### [Opdrachten]
• A. Leg in één tot drie zinnen uit waarom de parkeerparagraaf volgens het fragment over de vergunningsaanvraag niet van toepassing is.
• B. Schrijf het fragment over de vergunningsaanvraag verder, beginnend na de laatste zin.

### [Fragment]
----
De aanvraag voorziet geen septische put. Doordat de achterbouw wordt gesloopt bestaat de mogelijkheid om er één te voorzien. In voorwaarden wordt opgelegd om een septische put conform artikel 43 te voorzien.
Mobiliteitsimpact (onder andere toetsing parkeerbehoefte)
Het algemene principe is dat elke bouwaanvraag een parkeerbehoefte genereert. Om te vermijden dat de parkeerbehoefte (geheel of gedeeltelijk) wordt afgewenteld op het openbaar domein, is het de bedoeling om parkeren maximaal op eigen terrein te voorzien, het zogenaamde POET principe (Parkeren Op Eigen Terrein).
De parkeerparagraaf is niet van toepassing aangezien de aanvraag betrekking heeft op de verbouwing van een eengezinswoning waarbij de functie en het aantal woongelegenheden ten opzichte van het bestaande ongewijzigd blijven.
Advies aan het college
Advies over de stedenbouwkundige handelingen
Aan het college wordt voorgesteld om voor de stedenbouwkundige handelingen de omgevingsvergunning te verlenen onder voorwaarden.
Geadviseerde stedenbouwkundige voorwaarden
1. de dakverdieping in te richten als één verblijfsruimte;
2. een septische put plaatsen, conform artikel 43 van de bouwcode;
3. nieuw historisch correct geprofileerd buitenschrijnwerk naar oorspronkelijk model in de voorgevel voorzien. Typedetail zijn te verkrijgen bij de stedelijke dienst monumentenzorg;
4. de kelder in te richten als kruipkelder in plaats van wasberging;
5. na uitvoering van de werken moet voldaan zijn aan de elementaire veiligheids-, gezondheids- en woonkwaliteitsvereisten opgelegd door de Vlaamse Wooncode en het besluit van de Vlaamse regering van 12 juli 2013 betreffende de kwaliteits- en veiligheidsnormen voor woningen;
Uitsluitingen
6. het pvc buitenschrijnwerk in de voorgevel.
Het decreet van 25 april 2014 betreffende de omgevingsvergunning, het decreet houdende algemene bepalingen inzake milieubeleid, de Vlaamse Codex Ruimtelijke Ordening, het decreet betreffende het integraal handelsvestigingsbeleid, het decreet betreffende het natuurbehoud en het natuurlijk milieu en hun uitvoeringsbesluiten zijn van toepassing.
Procedurestap | Datum |
Indiening aanvraag | 30 april 2020 |
Volledig en ontvankelijk | 25 mei 2020 |
Start openbaar onderzoek | geen |
Einde openbaar onderzoek | geen |
Gemeenteraad voor wegenwerken | geen |
Uiterste beslissingsdatum | 24 juli 2020 |
Verslag GOA | 2 juli 2020 |
naam GOA | Katrijn Apostel |
De aanpalende eigenaars waarvan de scheidingsmuren met het project zouden worden opgericht, uitgebreid of afgebroken, werden om hun standpunt gevraagd.
----
### [Aangeleverde items]
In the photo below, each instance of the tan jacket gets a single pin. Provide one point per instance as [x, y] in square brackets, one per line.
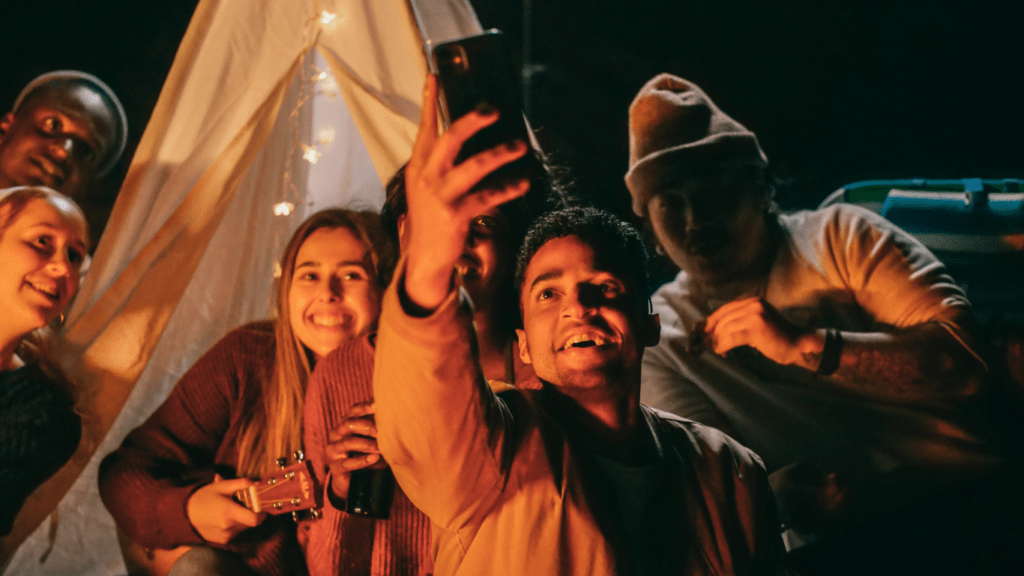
[504, 486]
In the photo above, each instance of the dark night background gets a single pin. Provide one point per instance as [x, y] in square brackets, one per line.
[836, 91]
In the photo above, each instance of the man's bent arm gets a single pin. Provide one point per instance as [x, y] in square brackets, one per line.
[435, 413]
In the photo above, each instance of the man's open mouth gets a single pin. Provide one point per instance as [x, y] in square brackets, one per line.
[585, 340]
[50, 292]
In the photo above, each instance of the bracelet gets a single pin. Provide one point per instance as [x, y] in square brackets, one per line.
[830, 353]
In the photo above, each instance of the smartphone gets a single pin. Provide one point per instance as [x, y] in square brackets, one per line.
[477, 71]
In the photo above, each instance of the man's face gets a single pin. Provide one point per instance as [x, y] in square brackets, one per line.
[713, 228]
[56, 139]
[582, 328]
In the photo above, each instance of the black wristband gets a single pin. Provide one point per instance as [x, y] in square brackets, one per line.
[830, 353]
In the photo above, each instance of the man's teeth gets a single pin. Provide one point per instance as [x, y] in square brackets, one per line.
[585, 340]
[49, 291]
[329, 321]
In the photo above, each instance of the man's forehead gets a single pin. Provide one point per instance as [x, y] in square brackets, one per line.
[564, 255]
[79, 101]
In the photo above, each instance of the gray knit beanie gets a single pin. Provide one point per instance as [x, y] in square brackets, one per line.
[675, 129]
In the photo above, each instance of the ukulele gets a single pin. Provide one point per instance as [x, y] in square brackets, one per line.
[289, 489]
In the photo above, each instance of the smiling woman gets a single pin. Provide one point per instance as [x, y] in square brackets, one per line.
[238, 410]
[42, 245]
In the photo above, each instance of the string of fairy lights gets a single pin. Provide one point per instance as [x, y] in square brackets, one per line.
[312, 82]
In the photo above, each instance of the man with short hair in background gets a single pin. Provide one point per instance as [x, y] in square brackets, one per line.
[829, 341]
[66, 129]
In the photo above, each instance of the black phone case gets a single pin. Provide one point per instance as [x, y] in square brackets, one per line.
[477, 71]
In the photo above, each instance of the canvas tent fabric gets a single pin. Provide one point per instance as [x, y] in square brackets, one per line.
[272, 110]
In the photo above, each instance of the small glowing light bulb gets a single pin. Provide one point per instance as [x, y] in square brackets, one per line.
[283, 208]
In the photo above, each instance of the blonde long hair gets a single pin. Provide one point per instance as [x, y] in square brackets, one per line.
[272, 422]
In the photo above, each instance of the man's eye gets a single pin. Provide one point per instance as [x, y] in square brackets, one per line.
[485, 225]
[51, 125]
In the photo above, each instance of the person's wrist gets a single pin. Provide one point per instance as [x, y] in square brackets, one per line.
[832, 350]
[810, 346]
[425, 285]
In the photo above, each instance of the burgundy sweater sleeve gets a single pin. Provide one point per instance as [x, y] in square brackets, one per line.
[146, 483]
[341, 378]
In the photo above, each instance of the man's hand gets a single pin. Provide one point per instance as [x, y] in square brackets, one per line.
[356, 433]
[216, 516]
[441, 203]
[756, 323]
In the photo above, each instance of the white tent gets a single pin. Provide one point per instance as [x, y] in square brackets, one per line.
[272, 110]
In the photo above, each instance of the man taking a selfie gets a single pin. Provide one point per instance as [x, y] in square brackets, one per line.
[577, 478]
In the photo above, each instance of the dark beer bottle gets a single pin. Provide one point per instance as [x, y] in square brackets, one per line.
[371, 491]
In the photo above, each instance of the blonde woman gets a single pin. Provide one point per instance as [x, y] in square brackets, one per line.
[170, 486]
[43, 238]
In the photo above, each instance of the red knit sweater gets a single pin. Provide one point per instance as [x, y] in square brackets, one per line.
[146, 483]
[401, 543]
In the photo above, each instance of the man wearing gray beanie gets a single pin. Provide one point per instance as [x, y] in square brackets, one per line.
[830, 342]
[66, 128]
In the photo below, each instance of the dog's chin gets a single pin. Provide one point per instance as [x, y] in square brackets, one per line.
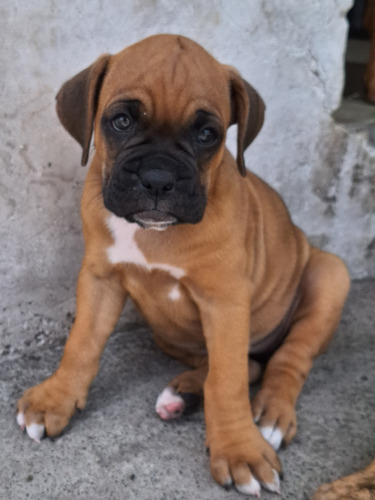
[153, 219]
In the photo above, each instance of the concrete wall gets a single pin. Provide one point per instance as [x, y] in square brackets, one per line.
[291, 51]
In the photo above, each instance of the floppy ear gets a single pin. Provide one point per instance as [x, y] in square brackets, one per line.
[248, 112]
[77, 101]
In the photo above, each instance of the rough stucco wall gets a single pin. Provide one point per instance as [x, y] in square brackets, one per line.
[292, 52]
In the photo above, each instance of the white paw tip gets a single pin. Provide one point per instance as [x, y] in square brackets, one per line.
[250, 488]
[273, 436]
[169, 404]
[35, 431]
[21, 420]
[275, 485]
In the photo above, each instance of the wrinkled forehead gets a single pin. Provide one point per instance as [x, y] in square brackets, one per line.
[171, 76]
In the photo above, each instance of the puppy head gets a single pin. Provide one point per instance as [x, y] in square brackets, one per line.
[159, 110]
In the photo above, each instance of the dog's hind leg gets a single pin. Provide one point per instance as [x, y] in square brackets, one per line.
[324, 287]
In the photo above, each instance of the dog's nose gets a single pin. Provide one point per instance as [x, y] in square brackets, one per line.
[157, 183]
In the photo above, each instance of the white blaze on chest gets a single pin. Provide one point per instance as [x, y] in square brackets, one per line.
[126, 251]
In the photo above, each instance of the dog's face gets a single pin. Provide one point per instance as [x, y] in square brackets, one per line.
[161, 109]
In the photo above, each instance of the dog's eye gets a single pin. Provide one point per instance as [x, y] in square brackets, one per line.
[121, 122]
[207, 136]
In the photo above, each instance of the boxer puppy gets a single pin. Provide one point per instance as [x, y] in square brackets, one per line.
[205, 248]
[358, 486]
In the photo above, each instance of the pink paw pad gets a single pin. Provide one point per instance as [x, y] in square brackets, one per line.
[169, 404]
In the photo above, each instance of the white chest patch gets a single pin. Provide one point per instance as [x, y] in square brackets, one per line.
[125, 249]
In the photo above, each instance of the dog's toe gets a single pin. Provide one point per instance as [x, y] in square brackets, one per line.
[273, 435]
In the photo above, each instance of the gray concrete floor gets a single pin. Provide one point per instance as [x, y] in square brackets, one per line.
[117, 448]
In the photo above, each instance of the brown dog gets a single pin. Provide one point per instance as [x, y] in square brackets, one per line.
[209, 254]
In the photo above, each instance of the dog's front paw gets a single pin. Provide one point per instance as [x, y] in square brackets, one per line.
[275, 417]
[47, 408]
[246, 460]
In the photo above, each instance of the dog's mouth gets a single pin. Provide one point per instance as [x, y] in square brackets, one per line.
[154, 219]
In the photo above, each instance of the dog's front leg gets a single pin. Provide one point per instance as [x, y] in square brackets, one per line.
[238, 452]
[49, 405]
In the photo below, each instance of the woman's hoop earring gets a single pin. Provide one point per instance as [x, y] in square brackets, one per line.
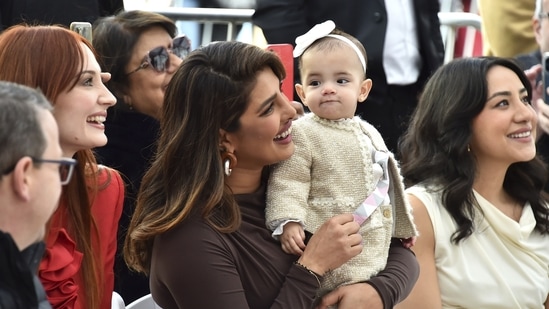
[229, 162]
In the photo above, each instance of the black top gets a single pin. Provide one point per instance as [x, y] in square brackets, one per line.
[20, 288]
[131, 144]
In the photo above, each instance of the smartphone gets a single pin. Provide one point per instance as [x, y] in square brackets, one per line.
[82, 28]
[285, 52]
[545, 75]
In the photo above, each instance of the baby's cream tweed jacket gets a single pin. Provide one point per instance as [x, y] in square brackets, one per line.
[331, 173]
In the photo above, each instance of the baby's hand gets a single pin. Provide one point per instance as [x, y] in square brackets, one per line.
[292, 238]
[409, 242]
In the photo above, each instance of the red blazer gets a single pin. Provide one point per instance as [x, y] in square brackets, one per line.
[60, 266]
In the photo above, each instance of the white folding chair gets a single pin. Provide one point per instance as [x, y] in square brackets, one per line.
[145, 302]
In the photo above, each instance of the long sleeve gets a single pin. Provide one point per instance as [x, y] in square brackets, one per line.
[396, 281]
[106, 211]
[244, 269]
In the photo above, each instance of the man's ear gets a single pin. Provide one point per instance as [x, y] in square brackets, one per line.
[301, 93]
[22, 178]
[365, 88]
[225, 141]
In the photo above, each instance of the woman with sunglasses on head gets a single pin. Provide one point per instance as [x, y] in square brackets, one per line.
[139, 50]
[199, 226]
[77, 268]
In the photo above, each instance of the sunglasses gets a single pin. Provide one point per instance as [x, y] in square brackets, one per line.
[66, 168]
[159, 58]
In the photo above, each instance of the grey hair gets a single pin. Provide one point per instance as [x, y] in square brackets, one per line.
[20, 128]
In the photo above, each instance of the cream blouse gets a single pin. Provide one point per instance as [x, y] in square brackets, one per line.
[503, 264]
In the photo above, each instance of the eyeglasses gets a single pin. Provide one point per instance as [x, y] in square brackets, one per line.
[159, 58]
[66, 167]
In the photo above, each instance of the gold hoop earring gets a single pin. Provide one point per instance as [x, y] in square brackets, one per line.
[229, 162]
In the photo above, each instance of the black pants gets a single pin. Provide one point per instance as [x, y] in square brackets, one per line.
[390, 112]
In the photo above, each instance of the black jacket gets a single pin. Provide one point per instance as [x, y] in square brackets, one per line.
[20, 288]
[55, 11]
[387, 107]
[284, 20]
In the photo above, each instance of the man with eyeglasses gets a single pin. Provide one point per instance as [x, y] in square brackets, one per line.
[30, 186]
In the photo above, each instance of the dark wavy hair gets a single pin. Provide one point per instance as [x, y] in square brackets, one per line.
[434, 149]
[210, 91]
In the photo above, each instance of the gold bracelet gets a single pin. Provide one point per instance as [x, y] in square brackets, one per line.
[317, 276]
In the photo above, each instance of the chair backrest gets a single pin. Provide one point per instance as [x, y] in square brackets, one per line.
[145, 302]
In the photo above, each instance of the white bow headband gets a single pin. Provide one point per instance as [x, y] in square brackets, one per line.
[320, 31]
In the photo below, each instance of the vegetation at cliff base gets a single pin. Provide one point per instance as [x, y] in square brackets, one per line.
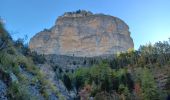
[136, 74]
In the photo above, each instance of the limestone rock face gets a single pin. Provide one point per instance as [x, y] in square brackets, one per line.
[83, 34]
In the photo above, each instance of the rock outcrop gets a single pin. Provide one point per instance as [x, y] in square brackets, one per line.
[83, 34]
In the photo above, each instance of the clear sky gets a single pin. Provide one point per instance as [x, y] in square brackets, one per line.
[149, 20]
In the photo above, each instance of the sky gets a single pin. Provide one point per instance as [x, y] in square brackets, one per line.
[148, 20]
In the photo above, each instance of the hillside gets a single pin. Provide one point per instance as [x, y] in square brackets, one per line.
[83, 34]
[25, 74]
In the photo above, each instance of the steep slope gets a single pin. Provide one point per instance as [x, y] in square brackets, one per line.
[83, 34]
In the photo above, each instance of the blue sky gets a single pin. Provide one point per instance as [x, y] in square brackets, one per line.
[149, 20]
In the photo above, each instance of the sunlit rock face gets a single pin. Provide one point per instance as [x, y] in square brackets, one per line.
[83, 34]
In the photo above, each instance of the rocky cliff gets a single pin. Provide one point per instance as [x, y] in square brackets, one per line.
[83, 34]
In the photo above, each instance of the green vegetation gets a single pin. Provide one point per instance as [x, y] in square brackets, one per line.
[16, 59]
[129, 75]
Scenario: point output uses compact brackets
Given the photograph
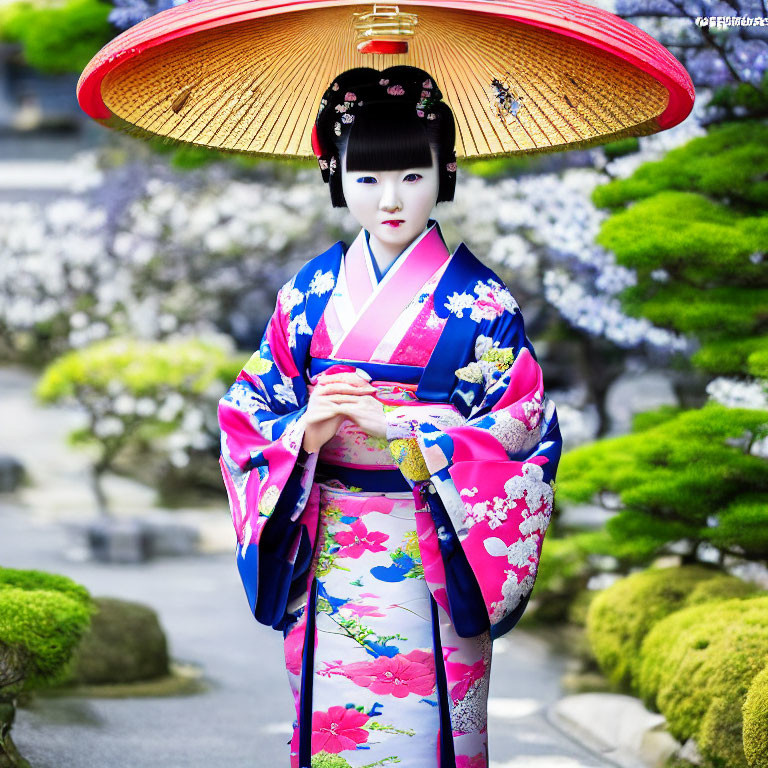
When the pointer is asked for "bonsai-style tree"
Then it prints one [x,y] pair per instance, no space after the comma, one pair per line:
[134,390]
[694,228]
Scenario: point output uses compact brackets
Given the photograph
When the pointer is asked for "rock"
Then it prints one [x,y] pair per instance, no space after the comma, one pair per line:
[118,541]
[172,538]
[124,644]
[11,473]
[617,726]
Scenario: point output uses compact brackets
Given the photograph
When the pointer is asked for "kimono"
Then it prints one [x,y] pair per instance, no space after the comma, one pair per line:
[390,564]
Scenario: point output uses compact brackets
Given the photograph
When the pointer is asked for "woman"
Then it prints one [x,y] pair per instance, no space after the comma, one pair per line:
[389,452]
----
### [Antwoorden]
• A. De parkeerparagraaf is niet van toepassing omdat de aanvraag de verbouwing van een eengezinswoning betreft. De functie en het aantal woongelegenheden blijven daarbij ongewijzigd ten opzichte van het bestaande.

• B.
Ingediende bezwaarschriften en petitielijsten
Schriftelijke bezwaarschriften | Schriftelijke gebundelde bezwaarschriften | Petitielijsten | Digitale bezwaarschriften |
0 | 0 | 0 | 0 |
Het college sluit zich integraal aan bij het verslag van de gemeentelijke omgevingsambtenaar en maakt dit tot zijn eigen motivatie.
Het college beslist de aanvraag tot omgevingsvergunning goed te keuren en aan de aanvrager de vergunning af te leveren, die afhankelijk is van de strikte naleving van volgende voorwaarden:
Algemene voorwaarden
de algemene voorwaarden die aan de vergunning zijn gehecht en er integraal deel van uitmaken.
Stedenbouwkundige voorwaarden
1. de dakverdieping in te richten als één verblijfsruimte;
2. een septische put plaatsen, conform artikel 43 van de bouwcode;
3. nieuw historisch correct geprofileerd buitenschrijnwerk naar oorspronkelijk model in de voorgevel voorzien. Typedetail zijn te verkrijgen bij de stedelijke dienst monumentenzorg;
4. de kelder in te richten als kruipkelder in plaats van wasberging;
5. na uitvoering van de werken moet voldaan zijn aan de elementaire veiligheids-, gezondheids- en woonkwaliteitsvereisten opgelegd door de Vlaamse Wooncode en het besluit van de Vlaamse regering van 12 juli 2013 betreffende de kwaliteits- en veiligheidsnormen voor woningen;
Uitsluitingen
6. het pvc buitenschrijnwerk in de voorgevel.
Het college beslist de plannen waarvan overzicht als bijlage bij dit besluit gevoegd, goed te keuren.